Task brief:
Please output the stretch of the model overview from "- Multilingual Chat: Primarily" through "and multi-turn dialogue.", copied word for word.

Model Overview
aqweteddy/mistral_tv-neural-marconroni is a 7 billion parameter language model built upon the Mistral 7B architecture. Its core innovation lies in the application of a "chat vector" method, as detailed in the paper "CHAT VECTOR: A SIMPLE APPROACH TO EQUIP LLMS WITH NEW LANGUAGE CHAT CAPABILITIES". This technique aims to efficiently imbue LLMs with new language chat capabilities and align them with human preferences, particularly for non-English languages.
Key Capabilities & Approach
- Chat Vector Methodology: The model utilizes a computationally efficient method, leveraging a "chat vector" derived by subtracting pre-trained LLaMA2 weights from LLaMA2-chat weights. This restructures the conventional training paradigm to focus on continual pretraining + chat.
- Multilingual Chat: Primarily focused on enhancing conversational abilities in non-English languages, with empirical studies conducted in Traditional Chinese, Korean, and Simplified Chinese.
- Human Preference Alignment: Emphasizes aligning LLMs with human preferences in terms of toxicity, instruction following, and multi-turn dialogue.

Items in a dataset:
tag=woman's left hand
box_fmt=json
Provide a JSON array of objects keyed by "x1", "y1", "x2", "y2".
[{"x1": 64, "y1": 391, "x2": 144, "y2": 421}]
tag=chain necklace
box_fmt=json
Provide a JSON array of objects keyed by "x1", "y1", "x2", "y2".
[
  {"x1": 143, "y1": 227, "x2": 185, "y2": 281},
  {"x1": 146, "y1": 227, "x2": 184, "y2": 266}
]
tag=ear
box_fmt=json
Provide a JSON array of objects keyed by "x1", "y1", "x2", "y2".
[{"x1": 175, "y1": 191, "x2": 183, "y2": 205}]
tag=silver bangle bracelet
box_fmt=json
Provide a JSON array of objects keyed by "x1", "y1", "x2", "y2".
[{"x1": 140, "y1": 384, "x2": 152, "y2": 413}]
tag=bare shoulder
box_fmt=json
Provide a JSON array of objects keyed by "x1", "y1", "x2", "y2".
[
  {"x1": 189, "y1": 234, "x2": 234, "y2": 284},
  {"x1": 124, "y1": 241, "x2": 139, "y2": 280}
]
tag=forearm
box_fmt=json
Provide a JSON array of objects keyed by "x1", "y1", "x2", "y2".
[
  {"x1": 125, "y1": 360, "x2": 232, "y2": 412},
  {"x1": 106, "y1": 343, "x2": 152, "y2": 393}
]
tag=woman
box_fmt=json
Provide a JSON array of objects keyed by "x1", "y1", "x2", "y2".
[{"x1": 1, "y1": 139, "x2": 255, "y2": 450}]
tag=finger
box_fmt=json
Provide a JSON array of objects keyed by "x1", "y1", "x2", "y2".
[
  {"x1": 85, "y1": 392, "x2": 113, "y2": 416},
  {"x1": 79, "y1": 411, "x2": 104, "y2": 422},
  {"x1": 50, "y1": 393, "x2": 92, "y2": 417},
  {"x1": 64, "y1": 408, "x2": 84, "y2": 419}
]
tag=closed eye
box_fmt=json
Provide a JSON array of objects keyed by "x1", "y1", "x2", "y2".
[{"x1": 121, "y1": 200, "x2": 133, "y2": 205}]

Output of the task:
- Multilingual Chat: Primarily focused on enhancing conversational abilities in non-English languages, with empirical studies conducted in Traditional Chinese, Korean, and Simplified Chinese.
- Human Preference Alignment: Emphasizes aligning LLMs with human preferences in terms of toxicity, instruction following, and multi-turn dialogue.